____ PROVIDED RECORDS

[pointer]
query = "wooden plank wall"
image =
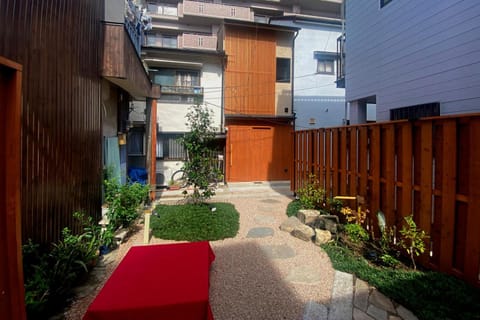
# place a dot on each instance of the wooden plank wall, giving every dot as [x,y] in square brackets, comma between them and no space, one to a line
[58,42]
[430,167]
[12,298]
[250,71]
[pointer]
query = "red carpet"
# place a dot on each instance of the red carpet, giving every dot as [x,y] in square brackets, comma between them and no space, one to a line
[158,282]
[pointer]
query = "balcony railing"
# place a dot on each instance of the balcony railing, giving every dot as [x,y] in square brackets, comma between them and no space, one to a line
[341,61]
[216,10]
[133,24]
[162,9]
[161,41]
[198,41]
[182,90]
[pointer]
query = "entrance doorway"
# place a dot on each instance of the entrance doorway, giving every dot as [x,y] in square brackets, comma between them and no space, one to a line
[12,304]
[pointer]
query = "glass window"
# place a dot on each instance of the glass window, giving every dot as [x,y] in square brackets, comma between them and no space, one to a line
[169,146]
[383,3]
[325,66]
[283,70]
[135,142]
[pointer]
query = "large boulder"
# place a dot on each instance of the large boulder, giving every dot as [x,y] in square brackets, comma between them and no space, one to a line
[326,222]
[322,236]
[303,232]
[290,224]
[308,216]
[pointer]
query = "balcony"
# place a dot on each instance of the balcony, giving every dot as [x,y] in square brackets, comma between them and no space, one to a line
[162,10]
[194,91]
[199,42]
[341,61]
[215,10]
[121,63]
[161,41]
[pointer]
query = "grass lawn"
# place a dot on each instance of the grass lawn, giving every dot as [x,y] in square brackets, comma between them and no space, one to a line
[195,222]
[429,295]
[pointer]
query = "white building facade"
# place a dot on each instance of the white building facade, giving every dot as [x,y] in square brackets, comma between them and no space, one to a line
[412,58]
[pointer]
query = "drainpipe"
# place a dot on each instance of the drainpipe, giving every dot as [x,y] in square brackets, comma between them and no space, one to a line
[292,183]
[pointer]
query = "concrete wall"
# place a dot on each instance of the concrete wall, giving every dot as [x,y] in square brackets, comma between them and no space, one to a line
[315,95]
[414,52]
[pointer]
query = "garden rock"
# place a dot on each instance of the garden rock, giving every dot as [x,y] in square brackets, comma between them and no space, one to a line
[326,222]
[322,236]
[307,216]
[303,232]
[290,224]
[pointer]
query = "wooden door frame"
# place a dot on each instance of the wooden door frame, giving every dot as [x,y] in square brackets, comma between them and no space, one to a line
[12,293]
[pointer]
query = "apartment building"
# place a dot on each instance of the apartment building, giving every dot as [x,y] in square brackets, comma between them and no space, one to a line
[318,101]
[412,58]
[209,52]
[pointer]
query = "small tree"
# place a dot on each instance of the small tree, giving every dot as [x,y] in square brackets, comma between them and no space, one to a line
[198,142]
[413,239]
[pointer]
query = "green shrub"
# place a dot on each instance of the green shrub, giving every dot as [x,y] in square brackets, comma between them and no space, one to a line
[356,233]
[413,239]
[50,273]
[123,202]
[293,208]
[311,196]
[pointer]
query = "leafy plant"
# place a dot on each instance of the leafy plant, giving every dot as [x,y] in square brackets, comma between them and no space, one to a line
[389,260]
[293,208]
[356,233]
[198,165]
[311,196]
[352,216]
[413,239]
[123,201]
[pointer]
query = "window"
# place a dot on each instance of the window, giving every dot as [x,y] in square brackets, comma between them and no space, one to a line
[415,112]
[325,61]
[283,70]
[169,146]
[325,66]
[181,78]
[169,41]
[136,141]
[383,3]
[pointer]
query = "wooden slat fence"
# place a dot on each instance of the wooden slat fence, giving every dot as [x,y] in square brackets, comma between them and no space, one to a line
[429,167]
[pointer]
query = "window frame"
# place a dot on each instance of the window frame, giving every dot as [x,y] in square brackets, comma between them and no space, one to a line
[165,138]
[284,67]
[383,3]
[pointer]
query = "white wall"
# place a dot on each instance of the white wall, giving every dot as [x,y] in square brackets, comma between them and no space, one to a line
[413,52]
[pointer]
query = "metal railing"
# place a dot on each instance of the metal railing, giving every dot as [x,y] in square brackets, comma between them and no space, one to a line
[181,90]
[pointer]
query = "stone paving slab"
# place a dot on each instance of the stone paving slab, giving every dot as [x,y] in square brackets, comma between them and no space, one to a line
[315,311]
[342,297]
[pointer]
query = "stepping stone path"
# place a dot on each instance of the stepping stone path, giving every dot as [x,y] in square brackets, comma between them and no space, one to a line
[354,299]
[260,232]
[262,219]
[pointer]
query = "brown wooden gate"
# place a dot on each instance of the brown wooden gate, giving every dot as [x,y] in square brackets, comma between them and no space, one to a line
[258,152]
[12,304]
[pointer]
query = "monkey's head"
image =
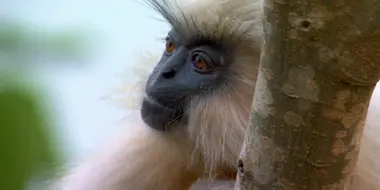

________

WRITTEN TASK: Find each line in the data above that contains the word "concrete", and copy those lines out in full. Matches must have the same case.

RESPONSE TO THIS TASK:
query = "concrete wall"
# place a dot on each instance of the concrete wall, giving every dot as [x,y] in square brackets, comma between them and no space, one to a line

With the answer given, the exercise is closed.